- TASK BRIEF
Set every record down verbatim and omit the pictures.

<<<<

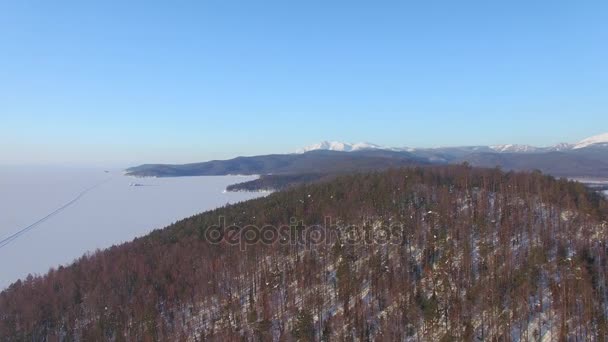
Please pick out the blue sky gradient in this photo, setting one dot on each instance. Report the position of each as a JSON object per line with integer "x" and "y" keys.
{"x": 125, "y": 82}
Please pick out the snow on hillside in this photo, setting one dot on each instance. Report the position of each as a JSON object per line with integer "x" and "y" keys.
{"x": 596, "y": 139}
{"x": 514, "y": 148}
{"x": 340, "y": 146}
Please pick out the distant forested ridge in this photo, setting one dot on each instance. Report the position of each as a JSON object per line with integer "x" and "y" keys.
{"x": 483, "y": 255}
{"x": 574, "y": 163}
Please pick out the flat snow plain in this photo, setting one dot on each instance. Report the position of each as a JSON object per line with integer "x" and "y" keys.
{"x": 90, "y": 209}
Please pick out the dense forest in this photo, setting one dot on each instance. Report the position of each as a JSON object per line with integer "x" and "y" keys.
{"x": 481, "y": 255}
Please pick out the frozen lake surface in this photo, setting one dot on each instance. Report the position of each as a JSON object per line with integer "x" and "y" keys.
{"x": 71, "y": 211}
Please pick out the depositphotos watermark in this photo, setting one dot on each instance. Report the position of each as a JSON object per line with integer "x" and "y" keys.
{"x": 299, "y": 233}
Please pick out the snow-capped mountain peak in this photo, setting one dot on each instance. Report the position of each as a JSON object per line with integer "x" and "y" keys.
{"x": 594, "y": 140}
{"x": 514, "y": 148}
{"x": 340, "y": 146}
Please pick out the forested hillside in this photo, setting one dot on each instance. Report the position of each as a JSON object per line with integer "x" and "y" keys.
{"x": 473, "y": 253}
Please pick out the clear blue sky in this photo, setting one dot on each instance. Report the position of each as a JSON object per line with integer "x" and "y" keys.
{"x": 124, "y": 82}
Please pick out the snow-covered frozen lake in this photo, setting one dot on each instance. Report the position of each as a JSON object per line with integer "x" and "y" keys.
{"x": 71, "y": 211}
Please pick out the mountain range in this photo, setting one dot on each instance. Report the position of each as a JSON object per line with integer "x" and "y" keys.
{"x": 600, "y": 140}
{"x": 585, "y": 159}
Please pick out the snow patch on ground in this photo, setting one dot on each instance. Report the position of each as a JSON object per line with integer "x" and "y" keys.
{"x": 111, "y": 213}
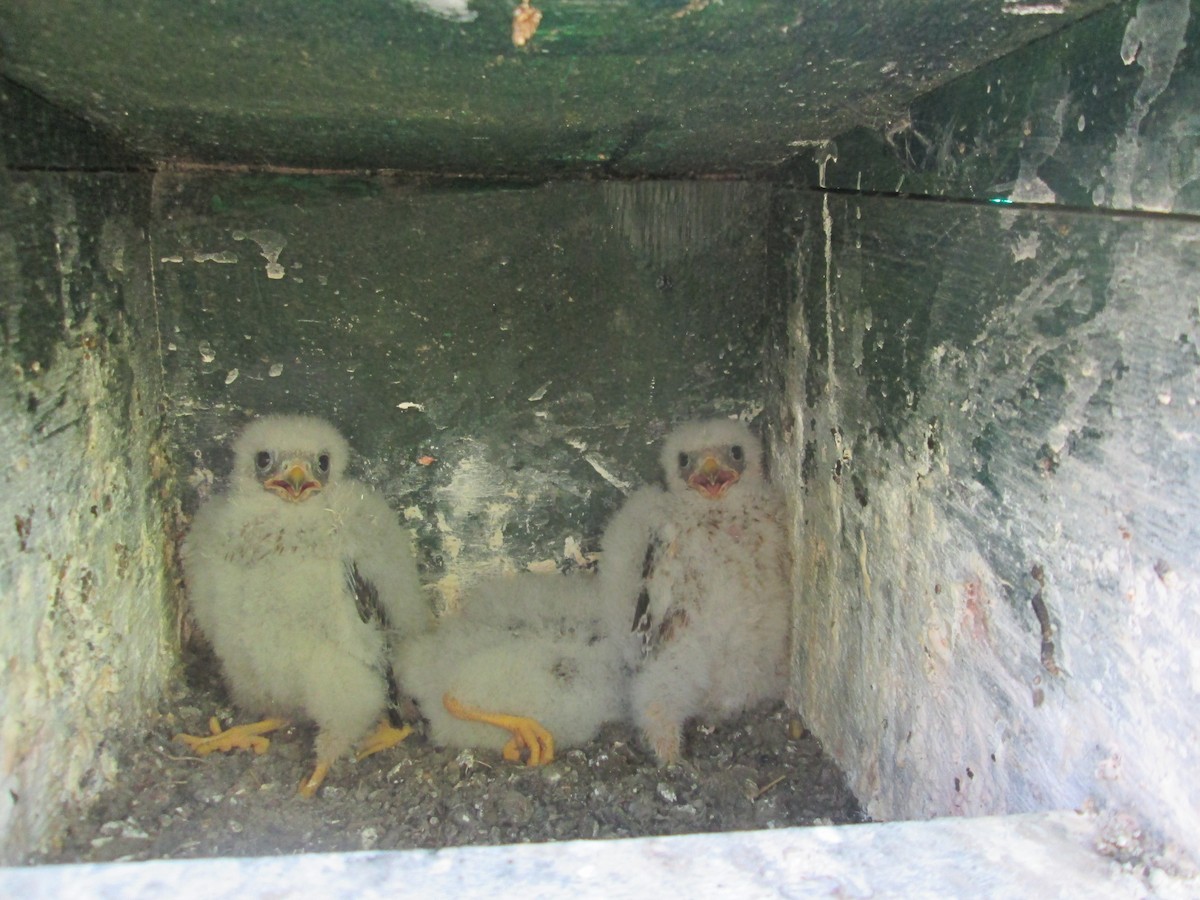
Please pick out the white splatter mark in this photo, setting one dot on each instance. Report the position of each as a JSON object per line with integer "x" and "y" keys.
{"x": 270, "y": 245}
{"x": 225, "y": 256}
{"x": 1153, "y": 39}
{"x": 453, "y": 10}
{"x": 603, "y": 471}
{"x": 1021, "y": 7}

>>>>

- THE RESULT
Please pick out the blue sky gradient in this photo, setting one dot on each instance. Report the position of each as a JSON object per line with integer "x" and "y" keys.
{"x": 125, "y": 82}
Please pick out the snow on hillside in this photo, setting one dot on each instance. Report the position of each as a JSON object per line with integer "x" and "y" keys.
{"x": 596, "y": 139}
{"x": 514, "y": 148}
{"x": 340, "y": 146}
Please pick out the distant forested ridge in this photo, setting one dot on each instance. Report the position of each as a JSON object per line with integer "x" and "y" keys.
{"x": 483, "y": 255}
{"x": 574, "y": 163}
Please pick out the flat snow plain in this photo, setting one dot on each instance. Report the position of each as a JSON object per line with integer "x" and "y" keys.
{"x": 90, "y": 209}
Please pick out the dense forest in this photo, setting one dot on each instance. Report the position of each as a JSON object per line with integer "x" and "y" keys.
{"x": 481, "y": 255}
Please pick out the frozen lake surface in this photo, setting one dot on each instance. Report the position of each as a JSON object per line with integer "x" and "y" keys.
{"x": 71, "y": 211}
Please pick out the depositphotos watermark in this photo, setting one dot on each instance. Report the position of each as a JSON object per line with integer "x" and "y" keys.
{"x": 299, "y": 233}
Please pick out the snow-capped mountain peak in this photo, setting one dot on each instance. Report the position of each as a JSON object per line with integer "x" and "y" keys.
{"x": 594, "y": 140}
{"x": 514, "y": 148}
{"x": 340, "y": 146}
Please pick out the forested hillside in this photo, setting one dot on each instance. Report the position of each as a JSON object per line with integer "x" and "y" keys.
{"x": 473, "y": 253}
Please pick out the clear blue sky in this photo, setting one dot on each instance. Report the position of each as a JSON object per line with integer "x" and "y" keys.
{"x": 124, "y": 82}
Please pick out the snow-covered frozen lake in this photo, setting one dot on each instance. Report the position of each as a JSON object per line with integer "x" and "y" keys.
{"x": 71, "y": 211}
Please pick out the mountain range in this photo, setting one dot on each instance. Report the position of each as a JSON object per line with integer "x" and "y" keys.
{"x": 600, "y": 140}
{"x": 585, "y": 159}
Please pick out the snow patch on ground in this photo, setting one dot on each instance. Report the position of each as a JSON object per line with integer "x" and "y" keys.
{"x": 111, "y": 213}
Please pick out the white splatter mark in this photo, setting one dot on each instance. Report the position of each as a JSON object per line with integer "x" and "y" keys.
{"x": 270, "y": 245}
{"x": 225, "y": 256}
{"x": 1153, "y": 39}
{"x": 453, "y": 10}
{"x": 603, "y": 471}
{"x": 1021, "y": 7}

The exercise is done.